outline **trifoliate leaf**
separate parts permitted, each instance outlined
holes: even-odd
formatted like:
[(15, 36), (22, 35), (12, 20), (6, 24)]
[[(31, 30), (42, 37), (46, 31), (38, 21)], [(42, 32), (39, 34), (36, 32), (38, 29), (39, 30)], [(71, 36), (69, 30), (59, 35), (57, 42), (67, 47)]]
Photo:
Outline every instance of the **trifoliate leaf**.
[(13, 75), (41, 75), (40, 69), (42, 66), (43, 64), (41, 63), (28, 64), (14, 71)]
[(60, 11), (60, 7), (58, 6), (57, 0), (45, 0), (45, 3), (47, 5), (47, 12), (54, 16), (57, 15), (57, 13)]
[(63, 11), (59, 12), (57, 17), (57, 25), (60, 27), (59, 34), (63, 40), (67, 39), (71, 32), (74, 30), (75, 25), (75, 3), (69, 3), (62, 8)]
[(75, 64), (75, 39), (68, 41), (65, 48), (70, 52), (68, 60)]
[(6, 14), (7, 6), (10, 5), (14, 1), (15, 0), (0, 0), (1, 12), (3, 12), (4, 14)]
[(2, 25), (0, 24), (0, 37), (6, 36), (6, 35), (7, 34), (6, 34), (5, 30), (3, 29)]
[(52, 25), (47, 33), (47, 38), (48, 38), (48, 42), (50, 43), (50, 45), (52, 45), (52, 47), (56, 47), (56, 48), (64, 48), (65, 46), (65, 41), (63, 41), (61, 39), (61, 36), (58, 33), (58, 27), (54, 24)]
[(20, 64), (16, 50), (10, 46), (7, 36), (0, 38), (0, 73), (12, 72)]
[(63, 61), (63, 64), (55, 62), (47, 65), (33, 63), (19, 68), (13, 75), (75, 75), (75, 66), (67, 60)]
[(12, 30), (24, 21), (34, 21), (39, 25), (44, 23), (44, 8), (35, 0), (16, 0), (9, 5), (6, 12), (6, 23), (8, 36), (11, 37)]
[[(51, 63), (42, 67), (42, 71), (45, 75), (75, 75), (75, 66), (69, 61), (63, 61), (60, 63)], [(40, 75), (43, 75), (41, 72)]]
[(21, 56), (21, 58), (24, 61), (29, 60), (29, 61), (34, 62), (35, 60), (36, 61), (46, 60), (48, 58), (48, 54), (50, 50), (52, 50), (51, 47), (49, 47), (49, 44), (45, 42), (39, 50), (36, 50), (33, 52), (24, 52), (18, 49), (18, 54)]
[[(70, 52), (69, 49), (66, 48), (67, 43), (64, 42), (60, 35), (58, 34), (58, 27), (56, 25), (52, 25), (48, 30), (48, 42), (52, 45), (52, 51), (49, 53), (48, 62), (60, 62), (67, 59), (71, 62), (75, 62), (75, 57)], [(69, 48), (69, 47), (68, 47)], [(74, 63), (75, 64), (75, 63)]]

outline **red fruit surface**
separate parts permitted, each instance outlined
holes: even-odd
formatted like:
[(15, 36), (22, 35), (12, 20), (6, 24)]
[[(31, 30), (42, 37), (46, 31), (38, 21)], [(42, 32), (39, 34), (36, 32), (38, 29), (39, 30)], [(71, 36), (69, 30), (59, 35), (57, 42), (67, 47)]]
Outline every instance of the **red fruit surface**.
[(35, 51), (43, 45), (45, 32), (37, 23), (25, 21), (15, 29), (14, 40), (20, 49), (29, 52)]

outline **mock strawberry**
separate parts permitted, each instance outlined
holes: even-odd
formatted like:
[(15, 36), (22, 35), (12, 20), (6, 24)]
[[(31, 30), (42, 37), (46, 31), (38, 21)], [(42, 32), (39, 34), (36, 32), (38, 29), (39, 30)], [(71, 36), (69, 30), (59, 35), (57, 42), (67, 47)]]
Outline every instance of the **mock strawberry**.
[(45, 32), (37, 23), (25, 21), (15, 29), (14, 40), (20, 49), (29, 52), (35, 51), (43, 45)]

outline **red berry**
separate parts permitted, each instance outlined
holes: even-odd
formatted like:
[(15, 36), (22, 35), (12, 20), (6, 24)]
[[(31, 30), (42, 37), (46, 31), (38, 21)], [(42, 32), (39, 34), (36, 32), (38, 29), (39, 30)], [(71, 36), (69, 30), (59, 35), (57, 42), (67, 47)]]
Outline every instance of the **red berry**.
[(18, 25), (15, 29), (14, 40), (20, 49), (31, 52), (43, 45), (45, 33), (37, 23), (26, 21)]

•••

Rewrite every line of the records between the line holding "outline **mock strawberry**" and the end of the records, inclusive, keeping the requests. Scale each polygon point coordinate in the answers by 0.45, rounding to whole numbers with halves rounded up.

outline **mock strawberry**
separate parts permitted, each instance outlined
holes: even-odd
formatted like:
[(15, 36), (22, 35), (12, 20), (6, 24)]
[[(31, 30), (42, 37), (46, 31), (38, 21)], [(42, 32), (39, 34), (36, 32), (38, 29), (39, 30)], [(71, 36), (69, 30), (59, 35), (57, 42), (67, 47)]]
Outline every instance of the **mock strawberry**.
[(20, 14), (17, 10), (11, 9), (7, 13), (6, 18), (9, 22), (13, 23), (16, 23), (19, 20)]

outline **red berry**
separate parts permitted, each instance outlined
holes: even-odd
formatted like:
[(15, 36), (22, 35), (12, 20), (6, 24)]
[[(31, 30), (42, 37), (46, 31), (38, 21)], [(42, 32), (39, 34), (36, 32), (38, 29), (39, 30)], [(71, 36), (69, 30), (59, 35), (57, 42), (67, 47)]]
Outline every instance of the **red berry**.
[(8, 11), (7, 13), (6, 18), (9, 22), (14, 23), (19, 20), (20, 15), (17, 10), (12, 9)]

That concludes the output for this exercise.